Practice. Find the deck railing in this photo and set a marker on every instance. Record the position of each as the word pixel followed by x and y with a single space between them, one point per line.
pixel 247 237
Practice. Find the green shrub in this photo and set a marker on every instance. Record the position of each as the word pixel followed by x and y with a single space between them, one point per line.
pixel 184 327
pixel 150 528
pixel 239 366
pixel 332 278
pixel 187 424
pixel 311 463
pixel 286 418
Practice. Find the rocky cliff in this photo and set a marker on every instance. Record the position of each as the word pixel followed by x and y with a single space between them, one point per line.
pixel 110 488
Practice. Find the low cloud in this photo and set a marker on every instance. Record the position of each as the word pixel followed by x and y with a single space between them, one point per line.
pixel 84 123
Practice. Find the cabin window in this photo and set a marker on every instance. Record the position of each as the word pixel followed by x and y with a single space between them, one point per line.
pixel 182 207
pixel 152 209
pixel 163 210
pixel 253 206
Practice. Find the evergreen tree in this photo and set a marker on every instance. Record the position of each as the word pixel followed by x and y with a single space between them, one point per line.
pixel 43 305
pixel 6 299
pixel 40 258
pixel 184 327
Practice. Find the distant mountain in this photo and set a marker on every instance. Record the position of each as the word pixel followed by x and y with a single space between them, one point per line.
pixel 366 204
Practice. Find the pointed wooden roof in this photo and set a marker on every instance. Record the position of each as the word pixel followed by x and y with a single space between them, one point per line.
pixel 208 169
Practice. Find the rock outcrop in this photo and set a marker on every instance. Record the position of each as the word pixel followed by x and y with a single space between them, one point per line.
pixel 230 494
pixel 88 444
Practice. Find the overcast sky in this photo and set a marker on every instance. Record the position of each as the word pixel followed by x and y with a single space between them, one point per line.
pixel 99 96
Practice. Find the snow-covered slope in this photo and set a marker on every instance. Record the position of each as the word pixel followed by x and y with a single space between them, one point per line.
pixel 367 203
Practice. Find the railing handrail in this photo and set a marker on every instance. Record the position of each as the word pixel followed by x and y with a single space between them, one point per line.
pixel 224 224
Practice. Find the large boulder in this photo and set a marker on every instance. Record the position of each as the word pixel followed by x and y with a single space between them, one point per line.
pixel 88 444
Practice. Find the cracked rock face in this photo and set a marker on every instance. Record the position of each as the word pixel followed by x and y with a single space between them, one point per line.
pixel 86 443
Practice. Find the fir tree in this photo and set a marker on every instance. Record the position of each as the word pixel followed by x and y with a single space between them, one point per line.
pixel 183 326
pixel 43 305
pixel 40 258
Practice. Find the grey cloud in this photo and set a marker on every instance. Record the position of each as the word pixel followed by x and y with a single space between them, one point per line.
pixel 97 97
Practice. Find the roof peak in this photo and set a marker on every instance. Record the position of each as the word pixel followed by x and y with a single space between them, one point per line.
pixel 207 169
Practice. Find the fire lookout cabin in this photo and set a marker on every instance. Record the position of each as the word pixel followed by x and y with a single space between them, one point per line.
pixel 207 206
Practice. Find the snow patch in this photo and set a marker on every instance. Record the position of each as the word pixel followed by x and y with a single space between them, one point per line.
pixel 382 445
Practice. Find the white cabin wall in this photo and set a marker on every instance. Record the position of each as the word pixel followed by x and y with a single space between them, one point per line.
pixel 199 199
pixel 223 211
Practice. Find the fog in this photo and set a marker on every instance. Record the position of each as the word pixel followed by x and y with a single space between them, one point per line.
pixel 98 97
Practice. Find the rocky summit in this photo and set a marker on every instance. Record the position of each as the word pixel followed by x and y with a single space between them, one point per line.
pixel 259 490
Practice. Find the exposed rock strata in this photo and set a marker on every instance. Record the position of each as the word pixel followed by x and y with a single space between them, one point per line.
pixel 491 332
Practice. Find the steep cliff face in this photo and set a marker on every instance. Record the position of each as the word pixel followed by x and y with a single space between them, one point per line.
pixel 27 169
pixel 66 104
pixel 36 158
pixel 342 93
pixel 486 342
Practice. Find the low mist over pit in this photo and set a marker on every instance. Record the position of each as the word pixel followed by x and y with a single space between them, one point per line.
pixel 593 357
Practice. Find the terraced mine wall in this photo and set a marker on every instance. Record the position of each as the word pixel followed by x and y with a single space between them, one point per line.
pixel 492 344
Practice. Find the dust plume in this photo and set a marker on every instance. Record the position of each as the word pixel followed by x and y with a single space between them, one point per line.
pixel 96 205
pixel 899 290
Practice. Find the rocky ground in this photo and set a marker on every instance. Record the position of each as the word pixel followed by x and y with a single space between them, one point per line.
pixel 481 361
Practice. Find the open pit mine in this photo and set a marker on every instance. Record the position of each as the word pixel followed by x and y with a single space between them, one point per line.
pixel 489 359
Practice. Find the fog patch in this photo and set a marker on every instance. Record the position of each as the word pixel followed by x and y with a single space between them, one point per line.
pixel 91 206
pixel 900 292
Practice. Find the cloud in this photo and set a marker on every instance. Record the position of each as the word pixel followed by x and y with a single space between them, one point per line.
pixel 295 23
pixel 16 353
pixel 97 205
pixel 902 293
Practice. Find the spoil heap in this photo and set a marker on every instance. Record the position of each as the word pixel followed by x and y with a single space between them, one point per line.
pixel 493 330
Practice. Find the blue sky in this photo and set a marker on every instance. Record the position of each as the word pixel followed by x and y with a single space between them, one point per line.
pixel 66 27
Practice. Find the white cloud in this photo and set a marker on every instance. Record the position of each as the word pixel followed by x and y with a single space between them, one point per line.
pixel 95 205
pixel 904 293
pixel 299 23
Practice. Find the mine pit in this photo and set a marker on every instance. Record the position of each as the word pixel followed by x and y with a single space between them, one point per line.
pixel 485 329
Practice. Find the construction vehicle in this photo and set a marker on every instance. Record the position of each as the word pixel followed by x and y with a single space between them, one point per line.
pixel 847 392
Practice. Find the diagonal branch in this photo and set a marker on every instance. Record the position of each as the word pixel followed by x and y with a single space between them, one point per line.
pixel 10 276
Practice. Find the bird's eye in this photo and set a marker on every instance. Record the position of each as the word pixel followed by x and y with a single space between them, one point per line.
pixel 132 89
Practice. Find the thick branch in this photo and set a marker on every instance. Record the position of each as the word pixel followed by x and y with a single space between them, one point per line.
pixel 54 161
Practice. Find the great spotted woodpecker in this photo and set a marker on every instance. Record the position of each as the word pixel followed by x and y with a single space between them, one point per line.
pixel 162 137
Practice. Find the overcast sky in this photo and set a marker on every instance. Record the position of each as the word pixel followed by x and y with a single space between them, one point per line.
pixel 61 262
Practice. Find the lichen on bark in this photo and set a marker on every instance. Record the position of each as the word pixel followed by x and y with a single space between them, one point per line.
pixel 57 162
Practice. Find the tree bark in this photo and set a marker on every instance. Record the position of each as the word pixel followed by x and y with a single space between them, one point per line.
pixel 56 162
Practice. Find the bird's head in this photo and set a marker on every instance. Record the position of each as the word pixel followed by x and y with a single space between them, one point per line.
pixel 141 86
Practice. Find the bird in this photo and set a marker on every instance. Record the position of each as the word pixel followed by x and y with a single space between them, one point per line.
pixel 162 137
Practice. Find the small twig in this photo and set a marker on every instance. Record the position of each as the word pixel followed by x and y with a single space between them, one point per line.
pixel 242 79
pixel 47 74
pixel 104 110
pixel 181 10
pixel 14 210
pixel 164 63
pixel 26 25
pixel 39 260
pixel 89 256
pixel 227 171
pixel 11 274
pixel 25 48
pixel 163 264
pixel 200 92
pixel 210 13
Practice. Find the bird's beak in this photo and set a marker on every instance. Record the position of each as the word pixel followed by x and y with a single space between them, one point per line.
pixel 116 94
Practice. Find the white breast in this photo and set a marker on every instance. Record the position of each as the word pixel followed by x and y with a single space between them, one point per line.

----

Given instruction:
Reproduce the items verbatim, starting at the line that contains "Practice. Find the white cloud" and ending at the line that contains "pixel 299 23", both lines included.

Reply:
Practice. Find the white cloud in this photo and set a marker on every instance. Record the position of each as the word pixel followed by x and y with a single space between them, one point per line.
pixel 95 205
pixel 904 293
pixel 299 23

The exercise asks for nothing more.